TASK INSTRUCTIONS: List every organization named in the youth sports safety article below.

The safety movement in youth sports has never been more prominent as concerns over concussions have grown.
Football and soccer are two sports that have received much of the scrutiny, but new guidelines and procedures enforced at the local level are attempting to ease concerns.
For the first time, the Boys & Girls Club’s football league had a certified trainer through United Regional at every game last fall to address any injuries that arose.
“He was able to diagnose some injuries that if he wasn’t there, we wouldn’t have known,” Boys & Girls Club Athletic Director Jason Richardson said. “In the past two years, we’ve had four concussions, and that’s with more than 600 kids playing anywhere from eight to 11 games a season.”
Richardson said his three youth football divisions usually total about 650 participants, but that number dropped to 580 during the 2014 season. He believes national studies released just before fall on the long-term impact of concussions suffered playing football was responsible for the decrease.
But the club’s participation level rose by 50 boys to 630 in 2015. Richardson said having a trainer on site plus a change in certification to USA Football two years ago triggered the boost.
“I think it helped bring people back and they could see we have a safer program,” he said. “The USA Football certification is a six-hour class online that’s endorsed by the NCAA. It covers not only concussion awareness, but also teaches blocking and hitting fundamentals.”
Football wasn’t the only youth sport that took steps to make its game safer. In 2012, the National Academy of Sciences reported soccer was the sport with the highest risk of concussions for girls.
The U.S. Soccer Federation took measures in November to ensure safety in youth soccer by curtailing heading the ball. No headers will be allowed for children 10 or younger and headers will be limited in practice for ages 11-18.
While the rules are mandatory for youth national teams and development academies, not all local levels have to abide by the guidelines. Referee Chairman Frank Barboza said the Greater Wichita Falls Soccer Association does follow U.S. Soccer rules and is preparing for the changes.

DATA PROVIDED:

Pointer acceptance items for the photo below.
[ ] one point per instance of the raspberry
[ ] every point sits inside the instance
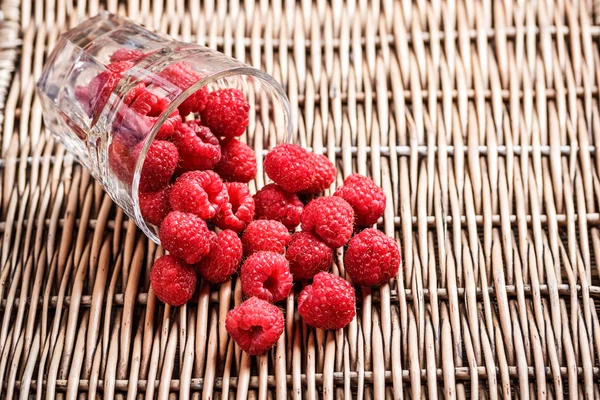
(239, 211)
(126, 55)
(329, 303)
(265, 235)
(366, 198)
(223, 259)
(172, 280)
(272, 202)
(198, 148)
(372, 258)
(201, 193)
(183, 76)
(307, 255)
(185, 236)
(103, 84)
(121, 159)
(143, 113)
(330, 219)
(255, 325)
(226, 112)
(238, 162)
(324, 173)
(289, 166)
(266, 275)
(159, 165)
(155, 206)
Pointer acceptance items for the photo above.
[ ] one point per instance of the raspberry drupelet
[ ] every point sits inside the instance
(272, 202)
(266, 275)
(265, 235)
(185, 236)
(331, 219)
(255, 325)
(172, 280)
(328, 303)
(372, 258)
(201, 193)
(239, 211)
(223, 259)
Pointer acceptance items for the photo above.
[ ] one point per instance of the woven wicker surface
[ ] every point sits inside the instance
(480, 120)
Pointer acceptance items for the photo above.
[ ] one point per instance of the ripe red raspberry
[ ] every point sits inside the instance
(308, 255)
(159, 165)
(185, 236)
(120, 159)
(239, 211)
(223, 259)
(183, 76)
(238, 162)
(329, 303)
(201, 193)
(265, 235)
(125, 54)
(255, 325)
(372, 258)
(289, 166)
(324, 173)
(102, 85)
(366, 198)
(198, 148)
(155, 206)
(142, 111)
(330, 218)
(272, 202)
(226, 113)
(266, 275)
(172, 280)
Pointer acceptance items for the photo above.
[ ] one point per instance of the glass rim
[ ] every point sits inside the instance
(241, 70)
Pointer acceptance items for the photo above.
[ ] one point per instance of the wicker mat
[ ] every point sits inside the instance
(479, 118)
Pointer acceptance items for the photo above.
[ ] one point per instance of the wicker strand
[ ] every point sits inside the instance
(478, 118)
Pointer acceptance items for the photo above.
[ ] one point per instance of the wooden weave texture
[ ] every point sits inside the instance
(479, 118)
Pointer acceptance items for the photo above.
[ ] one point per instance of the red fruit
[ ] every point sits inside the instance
(121, 160)
(183, 76)
(272, 202)
(330, 218)
(172, 280)
(289, 165)
(223, 259)
(159, 165)
(103, 84)
(185, 236)
(266, 275)
(201, 193)
(366, 198)
(226, 113)
(372, 258)
(329, 303)
(155, 206)
(307, 255)
(255, 325)
(124, 54)
(142, 113)
(324, 173)
(238, 162)
(198, 148)
(239, 211)
(265, 235)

ANSWER BELOW:
- Boys & Girls Club
- United Regional
- USA Football
- NCAA
- National Academy of Sciences
- U.S. Soccer Federation
- Greater Wichita Falls Soccer Association